WORK INSTRUCTIONS: Quote each of the following lines word for word, changing nothing and leaving nothing out.

SUPPLIED ENTRIES:
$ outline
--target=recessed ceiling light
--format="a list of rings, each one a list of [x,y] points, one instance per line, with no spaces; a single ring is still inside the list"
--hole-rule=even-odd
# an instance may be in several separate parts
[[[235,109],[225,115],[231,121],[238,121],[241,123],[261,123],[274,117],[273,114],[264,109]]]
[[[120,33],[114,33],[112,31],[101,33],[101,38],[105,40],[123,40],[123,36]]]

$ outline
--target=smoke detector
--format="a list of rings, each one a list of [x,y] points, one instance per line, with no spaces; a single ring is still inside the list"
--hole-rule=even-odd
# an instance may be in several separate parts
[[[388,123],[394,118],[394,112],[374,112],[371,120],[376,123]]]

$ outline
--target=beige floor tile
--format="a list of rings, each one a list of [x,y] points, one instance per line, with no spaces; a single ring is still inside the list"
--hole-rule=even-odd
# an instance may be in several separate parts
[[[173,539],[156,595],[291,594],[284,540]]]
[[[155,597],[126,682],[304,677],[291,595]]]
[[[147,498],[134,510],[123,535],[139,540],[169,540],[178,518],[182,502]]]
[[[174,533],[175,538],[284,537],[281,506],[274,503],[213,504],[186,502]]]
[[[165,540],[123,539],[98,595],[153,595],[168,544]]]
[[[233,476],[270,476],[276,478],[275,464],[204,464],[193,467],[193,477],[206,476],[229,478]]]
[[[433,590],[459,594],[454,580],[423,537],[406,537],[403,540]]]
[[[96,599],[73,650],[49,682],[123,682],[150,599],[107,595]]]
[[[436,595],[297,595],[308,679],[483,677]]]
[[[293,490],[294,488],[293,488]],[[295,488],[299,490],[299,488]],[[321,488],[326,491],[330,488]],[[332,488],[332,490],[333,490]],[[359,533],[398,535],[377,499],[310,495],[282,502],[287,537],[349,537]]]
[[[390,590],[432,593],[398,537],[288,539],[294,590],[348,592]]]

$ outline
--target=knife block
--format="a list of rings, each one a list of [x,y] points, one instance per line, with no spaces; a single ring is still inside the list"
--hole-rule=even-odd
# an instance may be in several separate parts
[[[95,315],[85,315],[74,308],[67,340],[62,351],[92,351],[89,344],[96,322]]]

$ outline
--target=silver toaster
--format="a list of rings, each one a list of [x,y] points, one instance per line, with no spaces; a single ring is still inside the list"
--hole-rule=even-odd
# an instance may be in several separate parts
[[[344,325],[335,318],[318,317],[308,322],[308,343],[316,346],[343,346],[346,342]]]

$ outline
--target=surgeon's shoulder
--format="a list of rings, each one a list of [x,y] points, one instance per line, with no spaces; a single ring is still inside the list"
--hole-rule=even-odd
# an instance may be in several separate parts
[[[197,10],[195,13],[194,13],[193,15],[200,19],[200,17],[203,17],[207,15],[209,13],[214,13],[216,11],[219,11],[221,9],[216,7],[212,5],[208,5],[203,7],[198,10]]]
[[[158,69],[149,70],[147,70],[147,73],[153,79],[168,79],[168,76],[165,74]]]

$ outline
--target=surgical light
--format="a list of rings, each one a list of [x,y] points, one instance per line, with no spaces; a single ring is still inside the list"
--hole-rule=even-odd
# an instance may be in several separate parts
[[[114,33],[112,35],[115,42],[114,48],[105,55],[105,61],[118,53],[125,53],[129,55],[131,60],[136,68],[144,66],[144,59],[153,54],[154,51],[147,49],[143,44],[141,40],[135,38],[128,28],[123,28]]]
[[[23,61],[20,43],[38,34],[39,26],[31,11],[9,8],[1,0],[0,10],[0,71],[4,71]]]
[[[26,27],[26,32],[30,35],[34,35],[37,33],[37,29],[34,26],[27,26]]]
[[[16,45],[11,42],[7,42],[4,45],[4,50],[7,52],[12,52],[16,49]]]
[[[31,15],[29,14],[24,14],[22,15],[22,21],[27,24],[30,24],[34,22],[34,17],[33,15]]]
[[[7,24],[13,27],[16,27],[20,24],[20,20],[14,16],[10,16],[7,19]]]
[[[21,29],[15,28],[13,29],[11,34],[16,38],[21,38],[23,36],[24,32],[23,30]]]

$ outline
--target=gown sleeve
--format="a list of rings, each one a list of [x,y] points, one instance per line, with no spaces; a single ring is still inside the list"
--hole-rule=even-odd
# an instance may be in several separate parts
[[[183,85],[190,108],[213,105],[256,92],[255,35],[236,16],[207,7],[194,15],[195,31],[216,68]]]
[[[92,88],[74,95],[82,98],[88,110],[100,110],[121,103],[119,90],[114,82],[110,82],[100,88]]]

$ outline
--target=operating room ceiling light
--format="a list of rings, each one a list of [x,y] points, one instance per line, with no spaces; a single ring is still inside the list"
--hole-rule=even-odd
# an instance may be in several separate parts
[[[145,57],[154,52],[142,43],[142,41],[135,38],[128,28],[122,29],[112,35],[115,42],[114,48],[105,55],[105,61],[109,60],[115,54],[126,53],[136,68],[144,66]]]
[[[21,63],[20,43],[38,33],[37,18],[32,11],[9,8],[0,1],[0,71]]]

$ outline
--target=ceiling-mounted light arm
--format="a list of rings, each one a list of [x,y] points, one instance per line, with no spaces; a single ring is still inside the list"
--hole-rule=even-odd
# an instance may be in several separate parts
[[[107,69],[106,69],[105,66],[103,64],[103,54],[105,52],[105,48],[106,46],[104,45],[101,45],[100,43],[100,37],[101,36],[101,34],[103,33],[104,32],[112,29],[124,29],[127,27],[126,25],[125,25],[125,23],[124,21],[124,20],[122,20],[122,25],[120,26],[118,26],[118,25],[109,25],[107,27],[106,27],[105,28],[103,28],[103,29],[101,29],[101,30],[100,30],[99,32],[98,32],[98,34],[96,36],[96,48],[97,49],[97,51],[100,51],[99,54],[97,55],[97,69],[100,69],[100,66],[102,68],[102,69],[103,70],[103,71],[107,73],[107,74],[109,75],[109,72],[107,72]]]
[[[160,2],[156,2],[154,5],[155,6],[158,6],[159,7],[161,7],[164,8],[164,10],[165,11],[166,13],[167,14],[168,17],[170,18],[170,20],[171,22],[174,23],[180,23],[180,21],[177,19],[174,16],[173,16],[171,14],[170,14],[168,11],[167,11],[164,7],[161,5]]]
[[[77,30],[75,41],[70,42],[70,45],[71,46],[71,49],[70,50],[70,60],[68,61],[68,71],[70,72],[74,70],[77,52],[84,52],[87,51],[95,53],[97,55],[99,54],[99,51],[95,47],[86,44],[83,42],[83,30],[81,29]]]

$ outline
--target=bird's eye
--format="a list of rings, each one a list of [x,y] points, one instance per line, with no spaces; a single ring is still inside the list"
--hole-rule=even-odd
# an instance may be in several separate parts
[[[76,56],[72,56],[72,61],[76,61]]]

SOLUTION:
$ outline
--target=recessed ceiling light
--format="a list of rings, each one a list of [x,y] points, one instance per line, with no spaces; a single ring is still inside the list"
--hole-rule=even-odd
# an instance may be in several separate parts
[[[235,109],[225,115],[231,121],[238,121],[241,123],[261,123],[274,117],[273,114],[264,109]]]
[[[120,33],[114,33],[112,31],[101,33],[101,38],[105,40],[123,40],[123,36]]]

$ outline
--target=smoke detector
--format="a list of rings, each one a list of [x,y] points, one instance per line, with no spaces; a single ring is still inside the list"
--hole-rule=even-odd
# an instance may be in several separate parts
[[[388,123],[394,118],[394,112],[374,112],[371,120],[376,123]]]

$ outline
--target=beige floor tile
--format="a list of rings, each one a list of [x,y] points, one instance per line, with no spaces; a single ring is still inside the list"
--hole-rule=even-odd
# an instance may be in several separate parts
[[[173,539],[156,595],[291,594],[284,540]]]
[[[155,597],[126,682],[304,677],[291,595]]]
[[[147,498],[134,510],[123,535],[139,540],[169,540],[178,518],[182,502]]]
[[[174,533],[175,538],[284,537],[281,506],[274,503],[213,504],[186,502]]]
[[[165,540],[123,539],[98,595],[153,595],[168,544]]]
[[[233,476],[270,476],[276,478],[275,464],[204,464],[193,467],[193,477],[206,476],[229,478]]]
[[[433,590],[459,594],[454,580],[423,537],[406,537],[403,540]]]
[[[96,599],[73,650],[49,682],[123,682],[150,599],[107,595]]]
[[[436,595],[297,595],[308,679],[483,677]]]
[[[293,490],[294,488],[293,488]],[[295,488],[299,490],[299,488]],[[321,488],[326,491],[330,488]],[[332,488],[332,490],[333,490]],[[359,533],[398,535],[377,499],[310,495],[282,502],[287,537],[349,537]]]
[[[390,590],[432,593],[398,537],[288,539],[294,590],[348,592]]]

$ outline
--target=knife block
--format="a list of rings, each one a list of [x,y] points, one instance per line, with no spaces; a single ring is still inside the list"
--hole-rule=even-odd
# an instance may be in several separate parts
[[[95,315],[85,315],[74,308],[67,340],[62,351],[92,351],[89,344],[96,322]]]

$ outline
--target=silver toaster
--format="a list of rings, each one a list of [x,y] points, one instance per line, with no spaces; a single ring is still inside the list"
--hole-rule=even-odd
# an instance may be in several separate parts
[[[344,325],[335,318],[318,317],[308,322],[308,343],[316,346],[343,346],[346,342]]]

$ outline
--target=surgeon's shoulder
--format="a list of rings, each one a list of [x,y] points, one instance per line, with no spaces; a single ring is still inside the list"
--hole-rule=even-odd
# an instance may be in several separate parts
[[[197,10],[195,13],[194,13],[193,15],[200,19],[200,17],[203,17],[207,15],[209,13],[214,13],[216,11],[219,11],[221,9],[216,7],[212,5],[208,5],[203,7],[198,10]]]
[[[158,69],[149,70],[147,70],[147,73],[153,79],[168,79],[168,76],[165,74]]]

$ outline
--target=surgical light
--format="a list of rings, each one a list of [x,y] points, one instance per line, with no spaces; a single ring is still inside the list"
--hole-rule=even-odd
# an instance may be in several separate parts
[[[114,33],[112,35],[115,42],[114,48],[105,55],[105,61],[118,53],[125,53],[129,55],[131,60],[136,68],[144,66],[144,59],[153,54],[154,51],[147,49],[143,44],[141,40],[135,38],[128,28],[123,28]]]
[[[23,61],[20,43],[38,34],[39,26],[31,11],[9,8],[1,0],[0,10],[0,71],[4,71]]]
[[[26,27],[26,32],[30,35],[34,35],[37,33],[37,29],[34,26],[27,26]]]
[[[16,45],[11,42],[7,42],[4,45],[4,50],[7,52],[12,52],[16,49]]]
[[[31,15],[29,14],[24,14],[22,15],[22,21],[27,24],[30,24],[34,22],[34,17],[33,15]]]
[[[7,24],[13,27],[16,27],[20,24],[20,20],[14,16],[10,16],[7,19]]]
[[[21,29],[15,28],[13,29],[11,34],[16,38],[21,38],[23,36],[24,32],[23,30]]]

$ outline
--target=gown sleeve
--format="a list of rings, each one a list of [x,y] points, one instance per line, with no spaces; a single ring is still inside the list"
--hole-rule=even-odd
# an instance may be in several separate parts
[[[183,85],[190,108],[213,105],[256,92],[255,35],[236,16],[207,7],[194,15],[195,31],[216,68]]]
[[[92,88],[74,95],[82,98],[88,110],[100,110],[121,103],[119,90],[114,82],[110,82],[100,88]]]

$ outline
--target=operating room ceiling light
--format="a list of rings, each one a list of [x,y] points, one instance per line, with no spaces; a single ring is still inside the list"
--hole-rule=even-odd
# an instance may be in several separate parts
[[[145,57],[154,52],[142,43],[142,41],[135,38],[128,28],[122,29],[112,35],[115,42],[114,48],[105,55],[105,61],[109,60],[115,54],[126,53],[136,68],[144,66]]]
[[[21,63],[20,43],[38,33],[37,18],[32,11],[9,8],[0,1],[0,71]]]

$ outline
--target=ceiling-mounted light arm
--format="a list of rings, each one a list of [x,y] points, one instance per line, with no spaces; a single ring is still inside the list"
--hole-rule=even-odd
# an instance may be in several separate parts
[[[107,69],[106,69],[105,66],[103,64],[103,54],[105,52],[105,48],[106,46],[104,45],[101,45],[100,43],[100,37],[101,36],[101,34],[103,33],[104,32],[112,29],[124,29],[127,27],[126,25],[125,25],[125,23],[124,21],[124,20],[122,20],[122,25],[120,26],[118,26],[118,25],[109,25],[107,27],[106,27],[105,28],[103,28],[103,29],[101,29],[101,30],[100,30],[99,32],[98,32],[98,34],[96,36],[96,48],[97,49],[97,51],[100,51],[99,54],[97,55],[97,69],[100,69],[100,66],[102,68],[102,69],[103,70],[103,71],[107,73],[107,74],[109,75],[109,72],[107,72]]]
[[[160,2],[156,2],[154,5],[155,6],[158,6],[159,7],[161,7],[164,8],[164,10],[165,11],[166,13],[167,14],[168,17],[170,18],[170,20],[171,22],[174,23],[180,23],[180,21],[177,19],[174,16],[173,16],[171,14],[170,14],[168,11],[167,11],[164,7],[161,5]]]
[[[77,30],[75,41],[70,42],[70,45],[71,46],[71,49],[70,50],[70,60],[68,61],[68,71],[70,72],[74,70],[77,52],[84,52],[87,51],[95,53],[97,55],[99,54],[99,51],[95,47],[86,44],[83,42],[83,30],[81,29]]]

$ outline
--target=bird's eye
--format="a list of rings, each one a list of [x,y] points, one instance per line, with no spaces; a single ring is still inside the list"
--hole-rule=even-odd
# an instance may be in several separate parts
[[[76,56],[72,56],[72,61],[76,61]]]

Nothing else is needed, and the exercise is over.